━━ Page ━━

# Spindle Diameter/Taper



## NTJEvan (Jan 17, 2010)

Assuming that when a crankset says it requires a "103-107mm diameter bottom bracket (square taper)" it means a square taper spindle that tapers from 107mm to 103mm. That part is easy. What i'm a bit fuzzy on is trying to figure out if that is an industry standard (where "Tapered" inderently means 103mm-107mm) or if i need to find a BB of a specific size tapered spindle. 

I'm guessing that since i have yet to find a square taper BB that lists it's spindle size that it's all the same, but i just wanted to check with people who know first.


----------



## Dave Hickey (Jan 27, 2002)

103mm-107mm is the range of the total BB length....They are saying you can used a bottom bracket spindle between 103mm and 107mm long..

What model crankset are you using? and what frame are you using

Here are the important measurement

1. Shell width- This will be listed as 68mm, 70mm, 73mm
2. Threading- English, Italian, French
3. Spindle length- 103mm, 107mm, 109mm, etc..
4. BB taper- JIS or ISO

It's easier to tell you what BB you need if you tell us what frame and crankset( I know you mentioned Sugino but what model?) you have


----------



## tihsepa (Nov 27, 2008)

Here is some great info on bottom bracket interchangeability. 

The 103-107 is the width of the spindle and had nothing to do with the taper. The taper has to match the crank you are using or damage will result.


----------



## NTJEvan (Jan 17, 2010)

ok, that makes a little more sense.

the frame i was planning to use is the Origin8 Del Pasado, trouble is i cant seem to find anything that lists it's BB shell width (i've seen the sugino messenger 68 x103 JIS BBs listed along with it, but nothing solid)

i was looking at the origin8 Fixie/Track Crankset ( http://www.origin-8.com/product_detail.php?short_code=Origin-8+Track/SS+Crank&cl1=CRANK+ARMS+&+SETS ) but again, I cant find any product details about it


----------



## Dave Hickey (Jan 27, 2002)

━━━

Aim: Continue the forum thread on bottom bracket spindle taper from the point where it stops.

━━ Provided data ━━

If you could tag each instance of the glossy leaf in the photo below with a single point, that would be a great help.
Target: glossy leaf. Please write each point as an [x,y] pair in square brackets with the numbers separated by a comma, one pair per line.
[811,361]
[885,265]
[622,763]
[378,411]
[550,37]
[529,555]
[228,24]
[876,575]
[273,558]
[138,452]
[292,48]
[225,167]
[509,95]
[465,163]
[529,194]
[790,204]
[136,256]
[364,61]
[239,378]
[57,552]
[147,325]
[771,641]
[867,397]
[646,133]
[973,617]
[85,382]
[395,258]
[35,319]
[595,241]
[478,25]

━━━

Answer for this exercise:
NTJEvan said:


> ok, that makes a little more sense.
> 
> the frame i was planning to use is the Origin8 Del Pasado, trouble is i cant seem to find anything that lists it's BB shell width (i've seen the sugino messenger 68 x103 JIS BBs listed along with it, but nothing solid)
> 
> i was looking at the origin8 Fixie/Track Crankset ( http://www.origin-8.com/product_detail.php?short_code=Origin-8+Track/SS+Crank&cl1=CRANK+ARMS+&+SETS ) but again, I cant find any product details about it



That helps a lot..

You want a 68mm x 103mm english threaded BB.. I'm not positive of the taper

Sugino, Origin 8 and Token make 103mm bottom brackets


----------



## PlatyPius (Feb 1, 2009)

NTJEvan said:


> ok, that makes a little more sense.
> 
> the frame i was planning to use is the Origin8 Del Pasado, trouble is i cant seem to find anything that lists it's BB shell width (i've seen the sugino messenger 68 x103 JIS BBs listed along with it, but nothing solid)
> 
> i was looking at the origin8 Fixie/Track Crankset ( http://www.origin-8.com/product_detail.php?short_code=Origin-8+Track%2FSS+Crank&cl1=CRANK+ARMS+%26+SETS ) but again, I cant find any product details about it


Origin-8 Del Pasado uses a 68x103 bottom bracket when using Origin-8 fixie/SS cranks.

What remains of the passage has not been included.